Exercise materials Block Start
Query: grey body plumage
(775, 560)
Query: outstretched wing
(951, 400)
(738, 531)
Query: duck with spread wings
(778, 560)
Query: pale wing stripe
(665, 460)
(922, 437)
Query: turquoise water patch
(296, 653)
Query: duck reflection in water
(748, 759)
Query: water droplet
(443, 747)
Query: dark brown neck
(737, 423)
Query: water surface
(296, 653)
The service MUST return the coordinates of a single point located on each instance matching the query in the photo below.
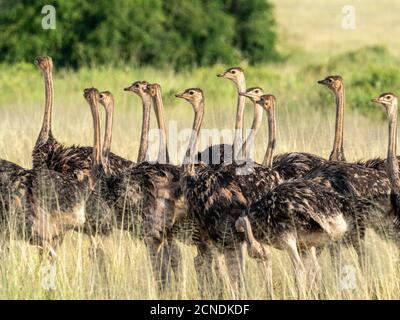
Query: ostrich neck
(108, 131)
(271, 137)
(96, 137)
(198, 119)
(337, 150)
(45, 132)
(392, 163)
(239, 134)
(255, 126)
(143, 148)
(163, 155)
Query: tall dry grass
(305, 114)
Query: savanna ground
(314, 45)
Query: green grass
(315, 46)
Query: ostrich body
(146, 194)
(216, 195)
(47, 204)
(50, 154)
(298, 164)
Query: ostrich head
(91, 95)
(236, 74)
(106, 98)
(335, 83)
(44, 63)
(388, 100)
(254, 93)
(152, 88)
(138, 87)
(193, 95)
(267, 101)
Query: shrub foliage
(158, 32)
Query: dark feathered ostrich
(146, 194)
(215, 196)
(49, 153)
(293, 214)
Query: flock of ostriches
(297, 202)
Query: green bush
(158, 32)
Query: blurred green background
(156, 32)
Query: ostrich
(163, 200)
(336, 84)
(297, 213)
(139, 88)
(215, 196)
(390, 102)
(298, 164)
(223, 153)
(155, 92)
(146, 192)
(49, 153)
(254, 94)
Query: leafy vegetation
(157, 32)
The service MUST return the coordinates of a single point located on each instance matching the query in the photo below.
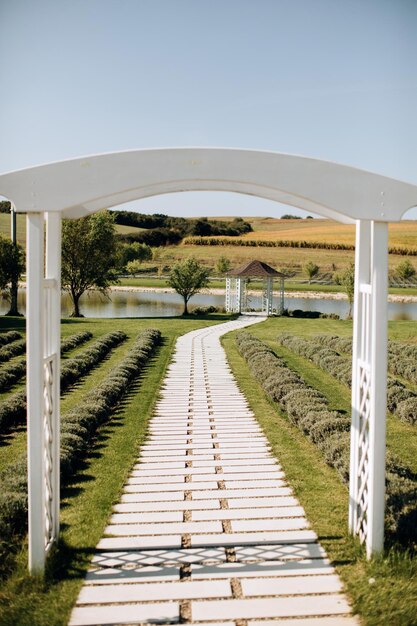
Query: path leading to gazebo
(207, 530)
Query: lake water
(159, 304)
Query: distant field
(21, 227)
(400, 234)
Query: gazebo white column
(267, 296)
(369, 386)
(43, 378)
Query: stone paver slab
(111, 594)
(306, 568)
(249, 513)
(287, 523)
(132, 543)
(233, 539)
(166, 612)
(171, 528)
(181, 505)
(328, 583)
(271, 607)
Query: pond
(161, 304)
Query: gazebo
(236, 287)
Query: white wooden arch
(77, 187)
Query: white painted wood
(87, 184)
(53, 348)
(377, 430)
(362, 276)
(34, 324)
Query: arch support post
(369, 386)
(43, 376)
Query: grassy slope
(382, 591)
(86, 503)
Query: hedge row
(265, 243)
(16, 371)
(13, 410)
(402, 357)
(400, 400)
(11, 375)
(308, 409)
(11, 335)
(284, 243)
(73, 341)
(78, 429)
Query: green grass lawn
(382, 591)
(87, 501)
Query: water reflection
(160, 304)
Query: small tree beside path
(188, 277)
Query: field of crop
(265, 229)
(400, 234)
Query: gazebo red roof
(256, 269)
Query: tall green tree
(188, 277)
(12, 266)
(88, 255)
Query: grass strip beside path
(382, 591)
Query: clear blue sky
(333, 79)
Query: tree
(12, 266)
(347, 279)
(88, 255)
(188, 277)
(405, 270)
(133, 267)
(311, 270)
(222, 265)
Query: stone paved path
(207, 530)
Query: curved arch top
(80, 186)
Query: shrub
(13, 410)
(11, 375)
(78, 427)
(69, 343)
(407, 410)
(9, 337)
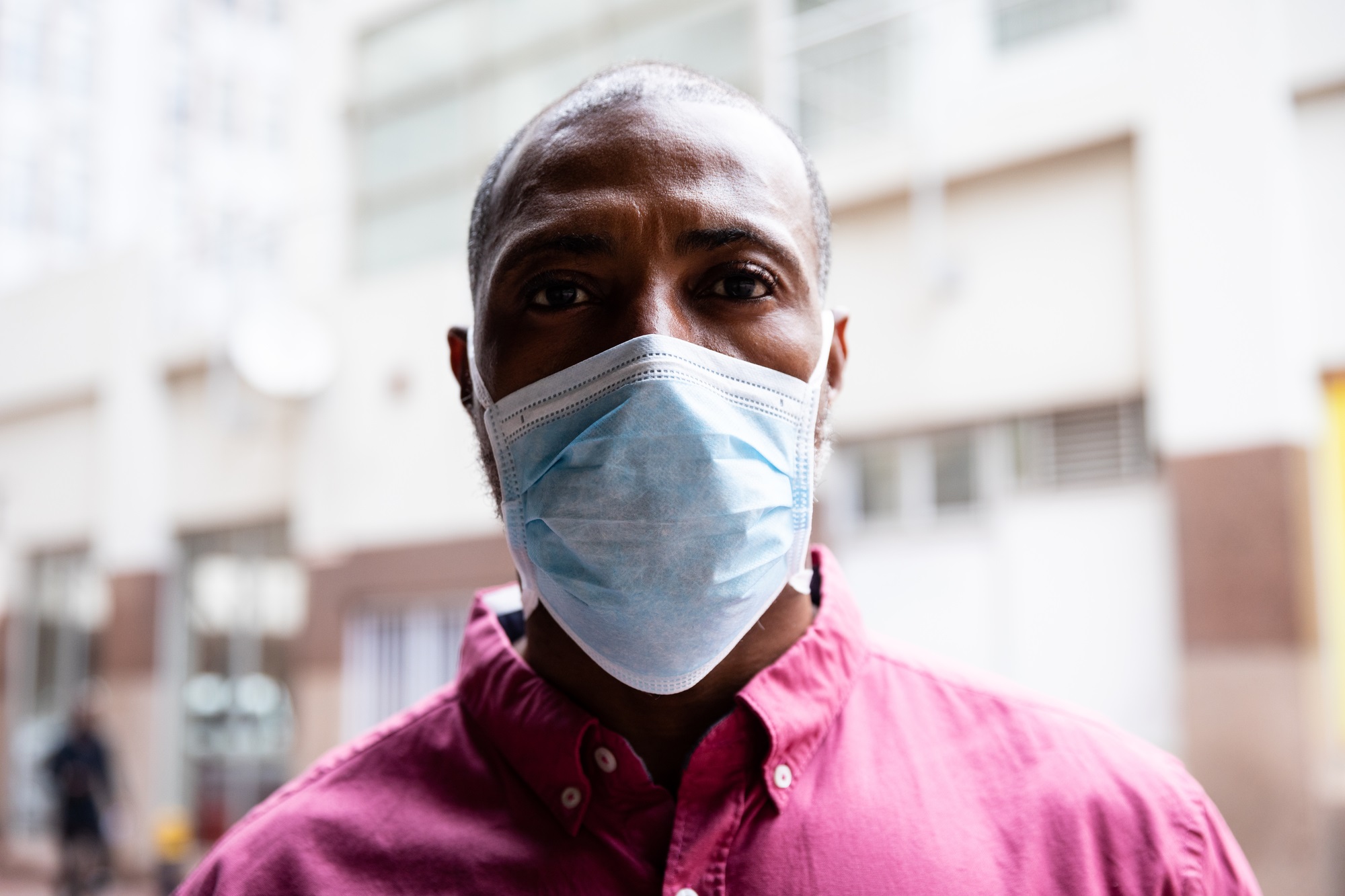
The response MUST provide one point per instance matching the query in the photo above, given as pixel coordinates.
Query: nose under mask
(657, 498)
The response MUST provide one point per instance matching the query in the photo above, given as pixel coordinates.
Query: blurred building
(1094, 427)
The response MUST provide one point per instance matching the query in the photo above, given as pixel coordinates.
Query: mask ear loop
(802, 580)
(478, 386)
(528, 591)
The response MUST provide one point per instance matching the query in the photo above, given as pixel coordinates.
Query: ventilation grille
(1093, 444)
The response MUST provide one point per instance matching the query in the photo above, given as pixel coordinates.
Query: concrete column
(132, 544)
(1234, 397)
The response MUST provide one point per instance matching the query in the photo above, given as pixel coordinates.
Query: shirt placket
(709, 809)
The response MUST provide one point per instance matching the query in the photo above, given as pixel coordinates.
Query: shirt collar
(536, 728)
(800, 694)
(541, 733)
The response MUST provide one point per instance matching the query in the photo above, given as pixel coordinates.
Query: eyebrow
(574, 244)
(716, 237)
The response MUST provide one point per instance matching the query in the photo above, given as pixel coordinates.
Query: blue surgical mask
(657, 498)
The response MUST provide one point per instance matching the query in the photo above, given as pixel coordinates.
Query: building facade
(1093, 435)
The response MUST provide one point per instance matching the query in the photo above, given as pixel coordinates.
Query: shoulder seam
(1020, 700)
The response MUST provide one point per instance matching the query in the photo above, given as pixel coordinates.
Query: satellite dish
(283, 350)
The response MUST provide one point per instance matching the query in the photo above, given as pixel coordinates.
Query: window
(245, 599)
(54, 647)
(849, 85)
(880, 485)
(918, 478)
(440, 92)
(954, 470)
(393, 658)
(1023, 21)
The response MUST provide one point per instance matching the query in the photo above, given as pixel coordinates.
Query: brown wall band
(1245, 542)
(128, 643)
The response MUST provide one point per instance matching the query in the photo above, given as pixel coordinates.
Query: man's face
(684, 220)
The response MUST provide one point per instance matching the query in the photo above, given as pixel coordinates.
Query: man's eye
(740, 287)
(562, 295)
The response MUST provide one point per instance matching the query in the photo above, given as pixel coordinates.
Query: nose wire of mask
(657, 498)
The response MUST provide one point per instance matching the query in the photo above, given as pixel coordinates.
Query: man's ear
(840, 349)
(458, 361)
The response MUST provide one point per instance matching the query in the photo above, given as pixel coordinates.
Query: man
(80, 771)
(693, 706)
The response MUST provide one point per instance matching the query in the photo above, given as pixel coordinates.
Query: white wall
(1321, 134)
(1044, 309)
(381, 466)
(1069, 592)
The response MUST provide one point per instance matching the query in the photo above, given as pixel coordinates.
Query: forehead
(719, 159)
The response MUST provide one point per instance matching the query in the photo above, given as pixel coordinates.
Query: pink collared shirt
(844, 768)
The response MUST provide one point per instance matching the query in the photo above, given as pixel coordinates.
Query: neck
(664, 728)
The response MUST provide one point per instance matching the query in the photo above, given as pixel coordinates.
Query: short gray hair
(626, 85)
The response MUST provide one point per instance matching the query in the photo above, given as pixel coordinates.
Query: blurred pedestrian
(83, 776)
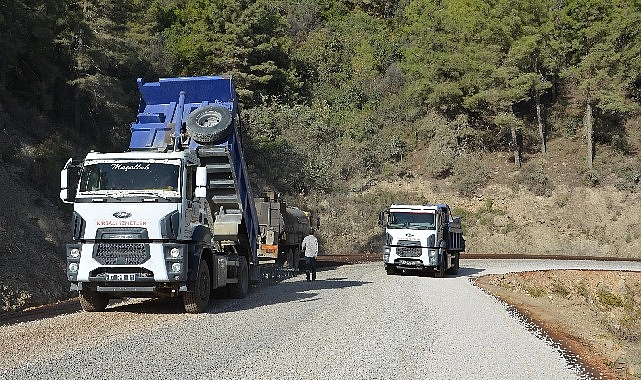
Exercise materials Block End
What is being asked → Without copying any picture, repeat all of the entries exactly.

Output of the exercise →
Query: grey body plumage
(775, 560)
Query: outstretched wing
(951, 400)
(738, 531)
Query: duck with spread wings
(778, 560)
Query: pale wing stripe
(665, 460)
(922, 437)
Query: turquoise water patch
(296, 653)
Query: duck reflection in water
(748, 759)
Query: water droplet
(443, 747)
Query: dark brown neck
(737, 423)
Query: water surface
(296, 653)
The service MUST return the coordinates of a single point located on each instance matching the query in the photo below.
Query: ostrich neck
(108, 131)
(271, 137)
(96, 137)
(198, 119)
(337, 150)
(45, 132)
(392, 163)
(239, 134)
(255, 126)
(143, 148)
(163, 155)
Query: tall dry grass
(305, 114)
Query: savanna ground
(314, 45)
Query: green grass
(315, 46)
Query: ostrich body
(146, 194)
(216, 195)
(47, 204)
(50, 154)
(298, 164)
Query: ostrich head
(91, 95)
(236, 74)
(106, 98)
(335, 83)
(44, 63)
(388, 100)
(254, 93)
(152, 88)
(138, 87)
(193, 95)
(267, 101)
Query: shrub foliage
(158, 32)
Query: dark feathered ostrich
(146, 194)
(215, 196)
(49, 153)
(293, 214)
Query: flock of ostriches
(297, 202)
Query: green bush
(158, 32)
Query: blurred green background
(156, 32)
Query: ostrich
(163, 200)
(336, 84)
(297, 213)
(139, 88)
(215, 196)
(390, 102)
(298, 164)
(223, 153)
(155, 92)
(146, 192)
(49, 153)
(254, 94)
Query: leafy vegetation
(157, 32)
The service MUST return the coordinates of a single point located on each instance matching the query in the photo below.
Query: path leading to gazebo
(207, 530)
Query: lake water
(159, 304)
Query: distant field
(21, 227)
(400, 234)
Query: gazebo white column
(267, 296)
(369, 386)
(43, 378)
Query: stone paver slab
(111, 594)
(306, 568)
(249, 513)
(287, 523)
(132, 543)
(233, 539)
(166, 612)
(171, 528)
(181, 505)
(328, 583)
(271, 607)
Query: pond
(161, 304)
Query: gazebo
(236, 287)
Query: white wooden arch
(77, 187)
Query: white painted wood
(87, 184)
(53, 348)
(377, 430)
(362, 276)
(34, 324)
Query: arch support post
(369, 386)
(43, 376)
Query: grassy slope
(382, 591)
(86, 503)
Query: hedge row
(265, 243)
(16, 371)
(13, 410)
(402, 357)
(400, 400)
(11, 375)
(308, 409)
(11, 335)
(284, 243)
(73, 341)
(78, 429)
Query: green grass lawn
(382, 591)
(87, 501)
Query: water reflection
(160, 304)
Query: small tree beside path
(188, 277)
Query: field of crop
(265, 229)
(400, 234)
Query: gazebo red roof
(256, 269)
Query: tall green tree
(188, 277)
(12, 266)
(88, 255)
Query: grass strip beside path
(382, 591)
Query: clear blue sky
(333, 79)
Query: tree
(12, 266)
(347, 279)
(88, 255)
(188, 277)
(405, 270)
(133, 267)
(311, 270)
(222, 265)
Query: stone paved path
(207, 530)
Query: curved arch top
(80, 186)
Query: shrub
(13, 410)
(11, 375)
(78, 427)
(69, 343)
(407, 410)
(9, 337)
The response MUST provide one point per instance matching the query in the photo above, given as pixel coordinates.
Query: nose under mask
(657, 498)
The response MUST provide one point per instance matching the query in the photo above, given as pixel coordinates.
Query: blurred building
(1094, 427)
The response MUST provide one point per instance matching the query in the photo above, given as pixel coordinates.
Query: mask ear loop
(802, 580)
(478, 386)
(528, 591)
The response MUST provide one point per instance matching the query in the photo above, given as pixel coordinates.
Query: ventilation grille
(1093, 444)
The response MUST provide one point per instance matching the query in the photo above, given as pixel coordinates.
Query: concrete column
(132, 544)
(1234, 397)
The response MUST provide one point per instance matching the query in the photo above, given as pixel coordinates.
Query: shirt placket
(709, 809)
The response MUST provide one point per instance matching the query in the photo above, given as pixel coordinates.
Query: shirt collar
(536, 728)
(800, 694)
(541, 733)
The response MUST provide one point per instance matching the query in the photo above, given as pixel coordinates.
Query: eyebrow
(574, 244)
(716, 237)
The response MUST provide one point per instance matching the query in the photo above, given as pixel coordinates.
Query: blue surgical mask
(657, 498)
The response MUST provide one point per instance matching the query in the photo above, given as pixel coordinates.
Query: building facade
(1093, 435)
The response MUST provide one point per instance matching the query in the photo above, given as pixel coordinates.
Query: shoulder seam
(1020, 700)
The response MUST provide one point per instance matching the query in the photo above, given as pixel coordinates.
Query: satellite dish
(283, 350)
The response MUST provide one point per instance matching the query in the photo above, given as pixel coordinates.
Query: window
(245, 599)
(54, 647)
(849, 85)
(880, 485)
(918, 478)
(440, 92)
(954, 470)
(393, 658)
(1023, 21)
The response MUST provide one point per instance matching the query in the photo above, given as pixel coordinates.
Query: brown wall band
(1245, 542)
(128, 643)
The response MUST provide one point per instance matching the query in the photo above, given as pixel coordinates.
Query: man's face
(684, 220)
The response MUST provide one point per instance matching the query in the photo above, given as pixel coordinates.
Query: man's eye
(740, 287)
(562, 295)
The response MUST provide one point per instance matching the query in the photo above, given as pixel coordinates.
Query: nose wire of mask
(657, 498)
The response MUST provide one point per instance matching the query in the photo above, given as pixel coordinates.
Query: man's ear
(840, 349)
(458, 361)
The response MUST provide one point per instance matching the query in the photo above, given as pixel coordinates.
Query: man
(80, 771)
(693, 706)
The response MUST provide one point per instance matching the query in the photo above, given as pixel coordinates.
Query: white wall
(1321, 134)
(1044, 309)
(381, 466)
(1069, 592)
The response MUST provide one point per instance matching the query in the photo above, given as pixel coordinates.
Query: forehead
(719, 159)
The response MUST provide one point per instance matching the query in the photo above, given as pixel coordinates.
Query: pink collared shirt
(844, 768)
The response MUST provide one point per instance matching the query in the photo above, given as pixel coordinates.
Query: neck
(664, 728)
The response MUST provide one point per instance matching the query in the photo above, given as pixel coordinates.
Query: short gray hair
(626, 85)
The response MUST provide one point per instance matching the query in the photo above, given as pixel coordinates.
Query: blurred pedestrian
(83, 776)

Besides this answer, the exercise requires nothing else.